*分析対象の本文:*

やや強気アルファベット クラスCグーグル・アルファベット / GOOG・GOOGL / 強気:2023年2Q決算・強み分析と今後の株価予想(Alphabet)
マイケル・ウィギンズ・ デ・オリベイラ- アルファベット(GOOG / GOOGL)は2023年7月25日に2023年第2四半期決算を発表している。
- 投資家は表面上のストーリーや誇大広告にとらわれるのではなく、同社のファンダメンタルズとバリュエーションに注目すべきである。
- 先進AI技術によるディスラプションの可能性から同社の見通しは悪いが、現在のPER21倍というバリュエーションには説得力がある。
- 収益成長率の再加速とアルファベットのイノベーションの実績は、同社のポジティブな軌道を示唆していると考える。
アルファベットへの投資テーマ
アルファベット(GOOG/ GOOGL)は、投資家がChatGPT-4の影響を広めようとしているため、売り圧力を受けている。
私は、このアプローチは、アルファベットへの投資について考える上で、正しい方法ではないと主張し続けている。8月1日にアルファベットを最初に推奨した時にもそう主張し、今も尚、そのように主張し続けている。
そのようなストーリーは投資家の注意をそらす近道だからである。投資で成功する為には、下記の2つを守る必要があると考える。誇大広告に踊らされないこと、そして忍耐強くあることである。しかし、私達は人間である以上、これらの現状を避けることは難しい。

*データ一覧:*
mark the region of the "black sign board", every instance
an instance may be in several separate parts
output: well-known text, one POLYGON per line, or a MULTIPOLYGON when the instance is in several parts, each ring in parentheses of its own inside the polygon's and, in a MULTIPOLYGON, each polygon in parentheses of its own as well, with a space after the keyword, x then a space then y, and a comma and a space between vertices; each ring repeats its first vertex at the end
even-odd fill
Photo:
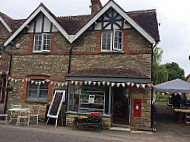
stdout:
POLYGON ((47 117, 57 119, 63 102, 65 102, 65 90, 55 90, 47 117))

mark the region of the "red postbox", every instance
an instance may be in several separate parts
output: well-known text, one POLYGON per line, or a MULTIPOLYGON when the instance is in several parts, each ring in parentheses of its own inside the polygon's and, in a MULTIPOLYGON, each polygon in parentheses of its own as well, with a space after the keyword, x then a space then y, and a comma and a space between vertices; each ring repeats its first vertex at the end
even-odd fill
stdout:
POLYGON ((134 117, 141 117, 141 100, 134 99, 134 117))

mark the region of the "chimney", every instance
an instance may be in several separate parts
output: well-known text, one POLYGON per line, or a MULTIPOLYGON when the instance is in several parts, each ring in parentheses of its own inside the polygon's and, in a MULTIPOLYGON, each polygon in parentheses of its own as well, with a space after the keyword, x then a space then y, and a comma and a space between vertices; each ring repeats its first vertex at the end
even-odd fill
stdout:
POLYGON ((94 16, 101 8, 101 0, 91 0, 91 15, 94 16))

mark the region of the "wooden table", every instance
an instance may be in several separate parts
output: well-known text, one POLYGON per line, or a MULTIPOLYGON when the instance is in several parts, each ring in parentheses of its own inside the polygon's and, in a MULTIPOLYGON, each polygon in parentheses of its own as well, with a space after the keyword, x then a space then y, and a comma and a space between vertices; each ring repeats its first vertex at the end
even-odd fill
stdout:
POLYGON ((183 113, 190 113, 190 109, 185 109, 185 108, 174 109, 174 111, 179 112, 179 121, 181 122, 183 118, 183 113))

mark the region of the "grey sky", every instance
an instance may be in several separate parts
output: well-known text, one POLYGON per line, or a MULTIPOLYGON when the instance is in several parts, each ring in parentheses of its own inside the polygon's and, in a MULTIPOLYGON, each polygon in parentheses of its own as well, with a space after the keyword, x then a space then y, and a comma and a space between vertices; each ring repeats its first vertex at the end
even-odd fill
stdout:
MULTIPOLYGON (((108 0, 101 0, 105 4, 108 0)), ((177 62, 190 73, 190 1, 189 0, 115 0, 126 11, 156 9, 161 23, 159 46, 163 63, 177 62)), ((90 13, 90 0, 0 0, 0 11, 19 19, 27 18, 43 2, 56 16, 90 13)))

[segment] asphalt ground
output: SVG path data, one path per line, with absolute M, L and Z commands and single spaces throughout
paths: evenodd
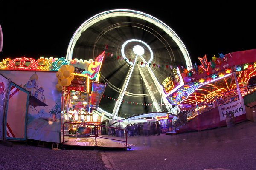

*情報の活用:*
[a] 本文で行頭に「-」が付いている要点をすべて挙げてください。
[b] 本文の「- 収益成長率の再加速とアル」から「そのように主張し続けている。」までを、一字も変えずに書き写せ。

*問題の解答:*
[a]
・アルファベット(GOOG / GOOGL)は2023年7月25日に2023年第2四半期決算を発表している。
・投資家は表面上のストーリーや誇大広告にとらわれるのではなく、同社のファンダメンタルズとバリュエーションに注目すべきである。
・先進AI技術によるディスラプションの可能性から同社の見通しは悪いが、現在のPER21倍というバリュエーションには説得力がある。
・収益成長率の再加速とアルファベットのイノベーションの実績は、同社のポジティブな軌道を示唆していると考える。

[b]
- 収益成長率の再加速とアルファベットのイノベーションの実績は、同社のポジティブな軌道を示唆していると考える。
アルファベットへの投資テーマ
アルファベット(GOOG/ GOOGL)は、投資家がChatGPT-4の影響を広めようとしているため、売り圧力を受けている。
私は、このアプローチは、アルファベットへの投資について考える上で、正しい方法ではないと主張し続けている。8月1日にアルファベットを最初に推奨した時にもそう主張し、今も尚、そのように主張し続けている。